Locate the line that contains "Task: locate the tree". Print it and every subsequent line through the final line of the records, exactly and only those.
-- Start Dataset extract --
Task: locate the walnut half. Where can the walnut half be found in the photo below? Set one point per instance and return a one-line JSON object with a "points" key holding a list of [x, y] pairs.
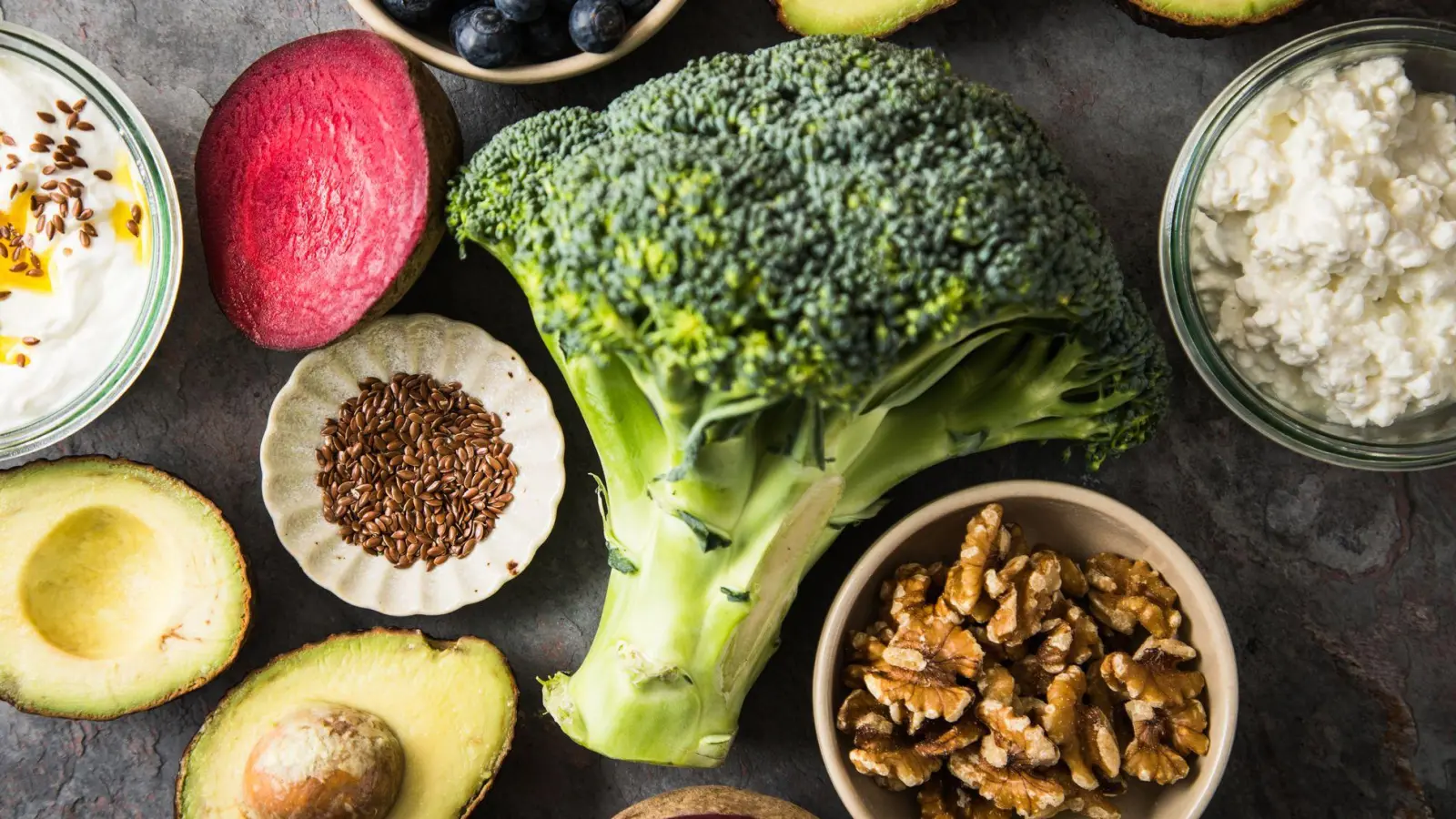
{"points": [[1082, 732], [1126, 593]]}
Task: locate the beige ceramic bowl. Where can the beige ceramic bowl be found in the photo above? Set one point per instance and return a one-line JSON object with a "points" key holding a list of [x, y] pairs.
{"points": [[440, 55], [1081, 523]]}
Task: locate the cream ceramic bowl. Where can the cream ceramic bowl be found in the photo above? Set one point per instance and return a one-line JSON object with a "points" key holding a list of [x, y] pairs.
{"points": [[441, 56], [1081, 523], [450, 351]]}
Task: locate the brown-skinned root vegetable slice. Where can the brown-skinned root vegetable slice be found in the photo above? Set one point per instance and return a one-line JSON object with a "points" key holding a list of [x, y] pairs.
{"points": [[868, 18], [320, 181], [1206, 18], [715, 802]]}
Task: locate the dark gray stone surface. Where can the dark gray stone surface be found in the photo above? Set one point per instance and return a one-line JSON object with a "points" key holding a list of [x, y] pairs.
{"points": [[1339, 584]]}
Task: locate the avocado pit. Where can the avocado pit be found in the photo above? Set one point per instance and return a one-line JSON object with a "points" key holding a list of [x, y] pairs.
{"points": [[324, 761]]}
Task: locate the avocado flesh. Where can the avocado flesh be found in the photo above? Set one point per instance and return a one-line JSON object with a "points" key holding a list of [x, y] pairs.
{"points": [[450, 704], [121, 588], [870, 18], [1216, 14]]}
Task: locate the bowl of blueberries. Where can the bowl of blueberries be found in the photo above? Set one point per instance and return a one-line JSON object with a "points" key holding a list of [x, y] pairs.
{"points": [[519, 41]]}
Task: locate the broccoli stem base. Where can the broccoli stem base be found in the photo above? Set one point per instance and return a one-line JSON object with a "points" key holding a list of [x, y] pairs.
{"points": [[684, 636], [708, 554]]}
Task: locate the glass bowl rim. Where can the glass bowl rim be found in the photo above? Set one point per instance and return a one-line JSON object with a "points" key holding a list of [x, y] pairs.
{"points": [[1190, 324], [167, 241]]}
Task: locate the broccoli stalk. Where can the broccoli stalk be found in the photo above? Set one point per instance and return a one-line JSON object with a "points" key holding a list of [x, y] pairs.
{"points": [[778, 285], [706, 564]]}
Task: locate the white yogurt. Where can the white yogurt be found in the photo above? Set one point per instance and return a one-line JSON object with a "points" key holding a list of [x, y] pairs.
{"points": [[1324, 245], [62, 329]]}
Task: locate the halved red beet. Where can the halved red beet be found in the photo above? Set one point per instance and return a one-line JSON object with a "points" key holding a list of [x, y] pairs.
{"points": [[320, 184]]}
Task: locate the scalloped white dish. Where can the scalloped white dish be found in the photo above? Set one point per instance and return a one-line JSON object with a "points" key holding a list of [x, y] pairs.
{"points": [[450, 351]]}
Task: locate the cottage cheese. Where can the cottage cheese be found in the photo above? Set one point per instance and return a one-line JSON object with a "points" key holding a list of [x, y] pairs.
{"points": [[1324, 245], [70, 296]]}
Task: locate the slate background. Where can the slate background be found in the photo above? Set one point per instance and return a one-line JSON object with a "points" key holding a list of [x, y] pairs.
{"points": [[1337, 583]]}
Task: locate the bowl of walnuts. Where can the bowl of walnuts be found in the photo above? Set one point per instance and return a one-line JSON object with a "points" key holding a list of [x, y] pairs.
{"points": [[1026, 649]]}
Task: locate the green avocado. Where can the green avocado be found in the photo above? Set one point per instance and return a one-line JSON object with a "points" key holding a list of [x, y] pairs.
{"points": [[451, 705], [868, 18], [121, 588], [1206, 18]]}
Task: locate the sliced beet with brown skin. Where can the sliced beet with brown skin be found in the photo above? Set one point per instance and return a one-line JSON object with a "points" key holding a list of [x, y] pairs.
{"points": [[713, 802], [320, 182]]}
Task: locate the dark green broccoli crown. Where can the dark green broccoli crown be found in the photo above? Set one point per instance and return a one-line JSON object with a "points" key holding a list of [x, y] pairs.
{"points": [[795, 222]]}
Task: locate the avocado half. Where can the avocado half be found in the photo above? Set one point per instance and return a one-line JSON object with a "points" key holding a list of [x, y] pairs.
{"points": [[713, 802], [868, 18], [121, 588], [1206, 18], [450, 704]]}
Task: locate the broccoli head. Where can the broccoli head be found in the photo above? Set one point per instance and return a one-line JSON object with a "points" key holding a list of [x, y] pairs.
{"points": [[779, 285]]}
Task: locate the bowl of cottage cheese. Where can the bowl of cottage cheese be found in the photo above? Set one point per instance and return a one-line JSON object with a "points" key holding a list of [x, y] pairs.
{"points": [[91, 245], [1309, 245]]}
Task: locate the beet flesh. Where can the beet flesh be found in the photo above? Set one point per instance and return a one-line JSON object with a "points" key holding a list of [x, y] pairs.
{"points": [[713, 802], [320, 182]]}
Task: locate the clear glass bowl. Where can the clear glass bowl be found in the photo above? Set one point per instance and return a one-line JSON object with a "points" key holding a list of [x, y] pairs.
{"points": [[167, 242], [1417, 442]]}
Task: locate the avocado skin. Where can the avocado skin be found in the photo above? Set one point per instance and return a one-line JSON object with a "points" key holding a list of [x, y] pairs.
{"points": [[941, 6], [1174, 28], [181, 487]]}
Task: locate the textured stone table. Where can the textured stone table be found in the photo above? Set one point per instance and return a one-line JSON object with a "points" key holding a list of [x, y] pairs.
{"points": [[1339, 584]]}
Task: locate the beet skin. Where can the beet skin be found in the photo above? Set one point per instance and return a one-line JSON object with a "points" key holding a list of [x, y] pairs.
{"points": [[320, 184]]}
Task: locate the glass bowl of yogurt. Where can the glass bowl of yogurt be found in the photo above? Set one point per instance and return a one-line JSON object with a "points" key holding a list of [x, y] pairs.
{"points": [[91, 242], [1308, 245]]}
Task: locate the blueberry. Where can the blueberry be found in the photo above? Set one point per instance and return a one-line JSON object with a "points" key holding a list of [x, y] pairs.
{"points": [[638, 9], [484, 36], [550, 40], [521, 11], [597, 25], [417, 12]]}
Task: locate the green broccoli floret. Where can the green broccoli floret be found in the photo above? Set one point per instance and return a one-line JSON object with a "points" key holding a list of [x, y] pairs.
{"points": [[779, 285]]}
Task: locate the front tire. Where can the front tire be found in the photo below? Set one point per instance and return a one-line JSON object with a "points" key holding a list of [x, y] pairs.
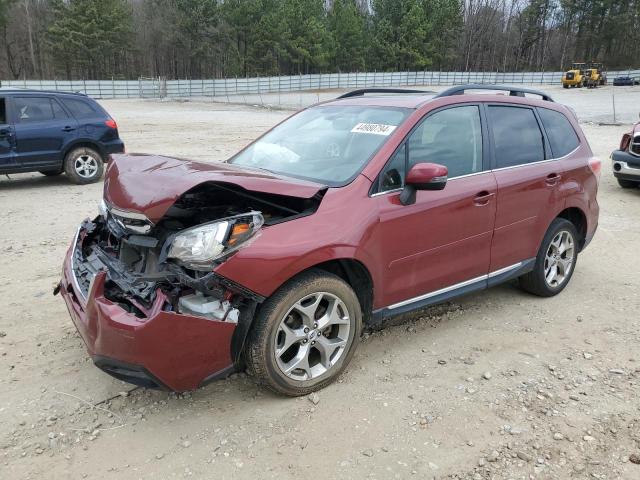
{"points": [[83, 165], [305, 334], [627, 183], [555, 262]]}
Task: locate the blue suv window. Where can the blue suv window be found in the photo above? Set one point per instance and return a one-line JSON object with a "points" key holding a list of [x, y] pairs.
{"points": [[33, 109], [58, 111], [80, 108]]}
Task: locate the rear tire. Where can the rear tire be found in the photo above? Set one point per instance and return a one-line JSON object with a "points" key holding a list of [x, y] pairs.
{"points": [[83, 165], [627, 183], [291, 347], [555, 261]]}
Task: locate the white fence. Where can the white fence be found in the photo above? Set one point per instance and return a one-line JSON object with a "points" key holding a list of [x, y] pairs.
{"points": [[160, 88]]}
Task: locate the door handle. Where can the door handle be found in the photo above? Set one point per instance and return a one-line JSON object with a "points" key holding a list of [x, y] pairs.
{"points": [[552, 179], [483, 198]]}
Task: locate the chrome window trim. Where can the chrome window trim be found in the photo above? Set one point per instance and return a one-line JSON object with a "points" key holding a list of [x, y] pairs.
{"points": [[398, 190], [450, 288]]}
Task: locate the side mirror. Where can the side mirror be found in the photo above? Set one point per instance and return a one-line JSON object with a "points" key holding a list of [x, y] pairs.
{"points": [[423, 176]]}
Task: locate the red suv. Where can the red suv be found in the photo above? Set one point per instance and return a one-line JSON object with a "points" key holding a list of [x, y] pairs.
{"points": [[347, 213]]}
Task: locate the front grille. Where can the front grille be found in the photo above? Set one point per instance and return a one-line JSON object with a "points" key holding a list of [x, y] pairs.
{"points": [[132, 222]]}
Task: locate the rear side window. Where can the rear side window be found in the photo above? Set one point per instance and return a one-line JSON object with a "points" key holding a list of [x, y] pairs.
{"points": [[33, 109], [516, 136], [561, 135], [80, 108]]}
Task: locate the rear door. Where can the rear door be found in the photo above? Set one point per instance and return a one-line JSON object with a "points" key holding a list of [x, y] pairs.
{"points": [[528, 183], [6, 136], [42, 129]]}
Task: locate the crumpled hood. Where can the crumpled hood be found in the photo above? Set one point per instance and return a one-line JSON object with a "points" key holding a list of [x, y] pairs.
{"points": [[150, 184]]}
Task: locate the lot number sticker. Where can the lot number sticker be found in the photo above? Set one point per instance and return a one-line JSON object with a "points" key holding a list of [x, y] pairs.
{"points": [[374, 128]]}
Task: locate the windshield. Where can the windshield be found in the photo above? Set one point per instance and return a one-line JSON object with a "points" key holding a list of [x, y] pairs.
{"points": [[327, 144]]}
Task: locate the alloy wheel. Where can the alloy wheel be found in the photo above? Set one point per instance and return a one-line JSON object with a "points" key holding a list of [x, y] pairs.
{"points": [[86, 165], [559, 259], [312, 336]]}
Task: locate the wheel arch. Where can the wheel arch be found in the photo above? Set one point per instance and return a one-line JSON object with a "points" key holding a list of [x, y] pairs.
{"points": [[357, 276], [352, 271], [576, 216]]}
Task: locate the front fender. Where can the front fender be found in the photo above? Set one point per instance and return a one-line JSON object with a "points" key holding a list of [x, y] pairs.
{"points": [[282, 251]]}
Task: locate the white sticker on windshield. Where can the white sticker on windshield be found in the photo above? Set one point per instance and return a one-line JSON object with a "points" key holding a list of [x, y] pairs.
{"points": [[375, 128]]}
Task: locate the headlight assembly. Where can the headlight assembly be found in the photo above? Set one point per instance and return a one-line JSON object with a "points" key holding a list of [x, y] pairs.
{"points": [[198, 247]]}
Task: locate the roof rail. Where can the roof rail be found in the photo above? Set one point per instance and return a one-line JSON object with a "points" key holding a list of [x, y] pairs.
{"points": [[362, 91], [513, 91]]}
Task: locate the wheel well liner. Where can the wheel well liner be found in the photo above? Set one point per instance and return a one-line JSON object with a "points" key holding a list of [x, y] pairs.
{"points": [[579, 220]]}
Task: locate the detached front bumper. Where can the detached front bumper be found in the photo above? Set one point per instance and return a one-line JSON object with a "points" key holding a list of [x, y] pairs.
{"points": [[165, 350]]}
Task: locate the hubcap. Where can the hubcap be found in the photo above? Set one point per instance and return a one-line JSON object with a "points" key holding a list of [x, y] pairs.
{"points": [[559, 259], [86, 166], [312, 336]]}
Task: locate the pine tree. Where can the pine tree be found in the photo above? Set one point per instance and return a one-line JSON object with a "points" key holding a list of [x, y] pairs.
{"points": [[89, 37]]}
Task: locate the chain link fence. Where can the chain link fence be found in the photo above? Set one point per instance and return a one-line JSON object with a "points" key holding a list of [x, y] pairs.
{"points": [[228, 89]]}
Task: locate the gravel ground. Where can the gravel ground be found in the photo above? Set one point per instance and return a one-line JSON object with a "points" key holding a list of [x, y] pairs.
{"points": [[495, 385]]}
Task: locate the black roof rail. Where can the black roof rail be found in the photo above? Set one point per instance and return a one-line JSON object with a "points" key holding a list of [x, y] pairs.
{"points": [[23, 90], [513, 91], [362, 91]]}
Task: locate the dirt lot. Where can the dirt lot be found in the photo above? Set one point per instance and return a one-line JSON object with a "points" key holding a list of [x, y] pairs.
{"points": [[496, 385]]}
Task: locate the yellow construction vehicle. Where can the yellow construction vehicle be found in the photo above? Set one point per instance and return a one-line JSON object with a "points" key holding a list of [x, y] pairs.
{"points": [[595, 75], [575, 77]]}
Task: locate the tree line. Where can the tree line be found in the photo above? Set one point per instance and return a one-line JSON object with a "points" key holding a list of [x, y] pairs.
{"points": [[92, 39]]}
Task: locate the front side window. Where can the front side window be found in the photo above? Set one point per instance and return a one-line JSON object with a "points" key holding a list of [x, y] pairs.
{"points": [[33, 109], [561, 135], [517, 137], [328, 144], [392, 176], [451, 137]]}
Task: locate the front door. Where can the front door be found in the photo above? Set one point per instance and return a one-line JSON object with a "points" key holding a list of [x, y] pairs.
{"points": [[42, 129], [443, 241], [528, 184], [7, 159]]}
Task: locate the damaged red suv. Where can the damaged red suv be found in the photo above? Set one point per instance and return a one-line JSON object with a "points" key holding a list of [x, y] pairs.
{"points": [[349, 212]]}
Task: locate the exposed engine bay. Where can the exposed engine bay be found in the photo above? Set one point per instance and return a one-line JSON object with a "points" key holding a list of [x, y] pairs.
{"points": [[174, 257]]}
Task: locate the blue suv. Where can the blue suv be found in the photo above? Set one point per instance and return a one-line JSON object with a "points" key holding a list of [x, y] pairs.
{"points": [[54, 132]]}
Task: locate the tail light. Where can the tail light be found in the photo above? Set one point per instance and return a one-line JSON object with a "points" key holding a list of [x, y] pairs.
{"points": [[596, 167]]}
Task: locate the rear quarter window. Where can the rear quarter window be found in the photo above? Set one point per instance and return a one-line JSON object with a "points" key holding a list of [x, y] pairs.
{"points": [[81, 108], [561, 135], [517, 136]]}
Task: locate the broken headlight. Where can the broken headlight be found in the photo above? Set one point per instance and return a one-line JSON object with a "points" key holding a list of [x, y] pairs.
-- End Dataset extract --
= Task answer =
Task: locate the tree line. Where can the tree line be found in the photo above? Set one point per instance and return a one-line JSON object with a "points" key holding a list of [x, y] pairs.
{"points": [[92, 39]]}
Task: locate the front side window. Where can the front side window be found in the photo above? Set one point per instance and return a one-line JSON object with a "points" key holding a list of [x, y] pairs.
{"points": [[33, 109], [561, 135], [517, 137], [328, 144], [392, 176], [451, 137]]}
Task: locate the front door. Where can the front door be found in the photo above? Set one point per instance and return a one-line JSON object with a "points" key holding a list of [x, y] pairs.
{"points": [[42, 129], [443, 241], [528, 184], [7, 159]]}
Task: locate the damaged red suv. Where can the damaged red suv be found in the photo above? Set one point per instance and return a one-line JSON object with a "points" key holding a list of [x, y] pairs.
{"points": [[349, 212]]}
Task: locate the exposed engine bay. Where can the exposed engine bay be found in the photo above? Set one point per instance and return a one-line JSON object with a "points" key holding a list of [x, y] pairs.
{"points": [[174, 257]]}
Task: locate the blue suv. Where can the blue suv be found in the photo above? Set one point per instance and return a one-line JSON object with a "points" key holding a list of [x, y] pairs.
{"points": [[54, 132]]}
Task: locate the tail light. Where can the tail light be found in the photo above? Set one point per instance and return a one-line JSON object with a "points" key holding a list of [x, y] pairs.
{"points": [[596, 167]]}
Task: locate the rear quarter window. Where can the rear quarter window be found in the photo above? Set one point per instance and return a one-line JSON object with a "points" key holding a list of [x, y] pairs.
{"points": [[81, 108], [561, 135], [517, 136]]}
Task: locate the broken headlight. Where can the broken headlight be found in the photo above? Set one point per instance and return a one-line JSON object with a "points" key holding a list of [x, y] pairs.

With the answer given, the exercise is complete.